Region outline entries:
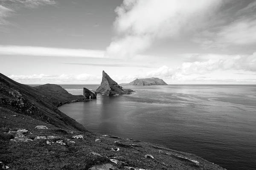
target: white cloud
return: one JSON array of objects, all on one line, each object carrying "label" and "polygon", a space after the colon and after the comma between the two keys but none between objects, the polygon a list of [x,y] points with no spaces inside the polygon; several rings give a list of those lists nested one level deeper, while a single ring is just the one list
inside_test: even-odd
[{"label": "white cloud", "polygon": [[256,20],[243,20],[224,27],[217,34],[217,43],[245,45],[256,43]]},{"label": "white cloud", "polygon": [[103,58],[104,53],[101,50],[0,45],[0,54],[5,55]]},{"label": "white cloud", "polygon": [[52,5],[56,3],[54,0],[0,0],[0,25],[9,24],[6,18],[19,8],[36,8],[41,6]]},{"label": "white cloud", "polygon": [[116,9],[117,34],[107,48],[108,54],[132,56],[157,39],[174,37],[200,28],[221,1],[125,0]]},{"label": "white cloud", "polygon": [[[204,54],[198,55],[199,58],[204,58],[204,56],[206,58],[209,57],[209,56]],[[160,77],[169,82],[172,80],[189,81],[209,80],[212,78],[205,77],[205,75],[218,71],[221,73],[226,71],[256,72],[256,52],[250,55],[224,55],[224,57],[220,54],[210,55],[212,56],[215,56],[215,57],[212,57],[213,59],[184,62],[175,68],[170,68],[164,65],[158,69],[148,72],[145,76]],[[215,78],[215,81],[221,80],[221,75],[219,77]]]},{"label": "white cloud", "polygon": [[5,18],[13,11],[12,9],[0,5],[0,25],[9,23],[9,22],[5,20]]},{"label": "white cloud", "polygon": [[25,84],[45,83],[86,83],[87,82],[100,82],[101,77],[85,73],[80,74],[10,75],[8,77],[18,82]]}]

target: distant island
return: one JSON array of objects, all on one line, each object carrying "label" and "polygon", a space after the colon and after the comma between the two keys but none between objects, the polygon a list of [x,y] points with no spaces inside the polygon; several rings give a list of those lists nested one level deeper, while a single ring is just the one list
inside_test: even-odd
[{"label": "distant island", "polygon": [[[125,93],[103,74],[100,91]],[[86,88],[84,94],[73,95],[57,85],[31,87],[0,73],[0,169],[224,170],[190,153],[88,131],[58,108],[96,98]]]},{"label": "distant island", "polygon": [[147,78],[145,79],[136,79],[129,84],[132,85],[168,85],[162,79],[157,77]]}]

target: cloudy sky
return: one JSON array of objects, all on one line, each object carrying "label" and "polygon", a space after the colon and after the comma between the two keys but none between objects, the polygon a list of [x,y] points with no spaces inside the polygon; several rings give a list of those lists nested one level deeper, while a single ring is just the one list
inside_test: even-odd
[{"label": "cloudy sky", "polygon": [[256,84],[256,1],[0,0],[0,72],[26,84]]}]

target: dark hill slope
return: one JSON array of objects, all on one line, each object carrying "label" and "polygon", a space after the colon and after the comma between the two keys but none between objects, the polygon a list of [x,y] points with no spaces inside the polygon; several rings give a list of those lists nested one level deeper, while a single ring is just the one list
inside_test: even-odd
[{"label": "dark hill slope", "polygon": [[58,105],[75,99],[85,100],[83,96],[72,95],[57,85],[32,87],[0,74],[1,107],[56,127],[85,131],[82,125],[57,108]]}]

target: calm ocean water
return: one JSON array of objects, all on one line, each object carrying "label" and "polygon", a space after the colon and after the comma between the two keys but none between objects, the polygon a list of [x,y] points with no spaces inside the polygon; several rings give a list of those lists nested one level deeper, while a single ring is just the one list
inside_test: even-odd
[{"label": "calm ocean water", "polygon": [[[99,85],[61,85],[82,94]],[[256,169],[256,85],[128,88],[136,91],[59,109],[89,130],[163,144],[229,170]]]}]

=== Problem to solve ===
Please copy out all the records above line for line without changing anything, and leave the pictures out of your copy.

=== Written response ===
target: white cloud
return: one JSON array of objects, all on one line, each object carrying "label" and "polygon", a space after the colon and after the comma between the two keys but none between objects, the polygon a list of [x,y] points with no spaces inside the polygon; several rings give a list of those lists nested one level deeper, while a single ring is just the one list
inside_test: even-odd
[{"label": "white cloud", "polygon": [[256,20],[243,20],[224,27],[217,34],[217,43],[245,45],[256,43]]},{"label": "white cloud", "polygon": [[103,58],[104,53],[101,50],[0,45],[0,54],[5,55]]},{"label": "white cloud", "polygon": [[52,5],[56,3],[54,0],[0,0],[0,25],[9,24],[6,18],[19,8],[36,8],[41,6]]},{"label": "white cloud", "polygon": [[116,9],[117,34],[107,48],[108,54],[132,56],[157,39],[174,37],[200,28],[221,1],[125,0]]},{"label": "white cloud", "polygon": [[[204,54],[198,55],[199,58],[204,58],[204,56],[206,58],[209,57],[209,56]],[[160,77],[169,82],[172,80],[189,81],[209,80],[212,78],[205,77],[205,75],[218,71],[221,73],[226,71],[256,72],[256,52],[250,55],[224,55],[224,57],[220,54],[210,55],[212,56],[215,56],[215,57],[212,57],[213,59],[184,62],[175,68],[170,68],[164,65],[158,69],[148,72],[145,76]],[[215,78],[215,81],[221,80],[221,75],[219,77]]]},{"label": "white cloud", "polygon": [[5,18],[13,11],[12,9],[0,5],[0,25],[9,23],[9,22],[5,20]]},{"label": "white cloud", "polygon": [[25,84],[45,83],[86,83],[87,82],[100,82],[101,77],[85,73],[80,74],[10,75],[8,77],[18,82]]}]

target: distant island
return: one JSON array of objects, all on one line, each object carrying "label" and "polygon", a space after the colon and after the comma between the two keys but none between objects, the polygon a list of [x,y] points with no spaces inside the polygon; several rings give a list of those lists nested one level deeper, while a single ring is just the one list
inside_test: even-odd
[{"label": "distant island", "polygon": [[[125,93],[103,74],[100,91]],[[86,88],[84,94],[73,95],[57,85],[31,87],[0,73],[0,169],[224,170],[190,153],[88,131],[58,108],[96,98]]]},{"label": "distant island", "polygon": [[147,78],[145,79],[136,79],[129,84],[132,85],[168,85],[162,79],[157,77]]}]

target: cloudy sky
return: one JSON array of objects, all on one line, each object carrying "label" and "polygon", a space after the colon and after the comma between the two keys but none between objects, the polygon a list of [x,y] points with no spaces inside the polygon; several rings give a list of those lists nested one level deeper, while a single ring is just the one list
inside_test: even-odd
[{"label": "cloudy sky", "polygon": [[256,84],[256,1],[0,0],[0,72],[26,84]]}]

target: dark hill slope
return: one JSON array of objects, all on one line, each object carrying "label" and "polygon", a space after the colon and after the comma between the two keys but none between objects, the polygon a list of [x,y] points with no spaces inside the polygon; several rings give a list of those lists nested one level deeper, while a single ring is just the one list
inside_test: even-odd
[{"label": "dark hill slope", "polygon": [[58,105],[75,99],[85,100],[83,96],[72,95],[57,85],[32,87],[0,74],[1,107],[56,127],[85,131],[82,125],[57,108]]}]

target: calm ocean water
return: one JSON array of objects, all on one line, each object carrying "label" and "polygon", a space after the colon and after the comma between the two keys but none between objects, the polygon a list of [x,y] points with no spaces inside the polygon; several rings give a list of those lists nested one level deeper, while a single ring is just the one list
inside_test: even-odd
[{"label": "calm ocean water", "polygon": [[[99,85],[61,85],[82,94]],[[256,169],[256,85],[128,88],[136,91],[59,109],[89,130],[163,144],[229,170]]]}]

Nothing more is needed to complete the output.